-- DATASET RECORDS follows --

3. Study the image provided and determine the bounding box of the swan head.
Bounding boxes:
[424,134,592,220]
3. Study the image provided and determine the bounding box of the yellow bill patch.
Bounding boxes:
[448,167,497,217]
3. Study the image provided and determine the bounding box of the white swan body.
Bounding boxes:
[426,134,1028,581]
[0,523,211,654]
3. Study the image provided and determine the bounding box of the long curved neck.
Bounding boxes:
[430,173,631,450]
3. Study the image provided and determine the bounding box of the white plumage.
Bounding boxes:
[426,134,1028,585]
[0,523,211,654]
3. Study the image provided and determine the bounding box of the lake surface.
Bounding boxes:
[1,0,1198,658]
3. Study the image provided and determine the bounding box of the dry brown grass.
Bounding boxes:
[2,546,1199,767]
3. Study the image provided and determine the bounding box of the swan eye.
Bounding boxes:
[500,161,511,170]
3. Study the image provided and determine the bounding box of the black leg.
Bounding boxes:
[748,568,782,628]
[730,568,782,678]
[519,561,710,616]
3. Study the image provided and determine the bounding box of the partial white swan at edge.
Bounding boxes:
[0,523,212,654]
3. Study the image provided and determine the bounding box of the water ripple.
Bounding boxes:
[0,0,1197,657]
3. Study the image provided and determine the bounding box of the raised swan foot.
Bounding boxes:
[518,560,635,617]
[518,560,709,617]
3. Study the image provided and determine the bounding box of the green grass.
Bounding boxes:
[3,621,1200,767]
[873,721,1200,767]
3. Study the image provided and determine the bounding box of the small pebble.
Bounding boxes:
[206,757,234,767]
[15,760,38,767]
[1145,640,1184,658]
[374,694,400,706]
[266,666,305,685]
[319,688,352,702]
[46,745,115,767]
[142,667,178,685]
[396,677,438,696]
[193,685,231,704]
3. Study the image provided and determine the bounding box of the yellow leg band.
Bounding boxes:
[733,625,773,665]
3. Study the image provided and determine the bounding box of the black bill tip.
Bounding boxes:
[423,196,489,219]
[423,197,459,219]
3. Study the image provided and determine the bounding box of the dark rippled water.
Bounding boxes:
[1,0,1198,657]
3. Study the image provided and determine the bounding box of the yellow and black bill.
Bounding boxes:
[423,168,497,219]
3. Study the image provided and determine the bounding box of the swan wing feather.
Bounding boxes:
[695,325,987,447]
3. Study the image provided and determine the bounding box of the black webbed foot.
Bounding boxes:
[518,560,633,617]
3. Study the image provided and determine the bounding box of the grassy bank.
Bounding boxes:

-- DATASET RECORDS concluded --

→ ACTIVITY
Once the lines containing "white" in the data above are counted, give the total by itself.

→ SOLUTION FOR THIS TASK
3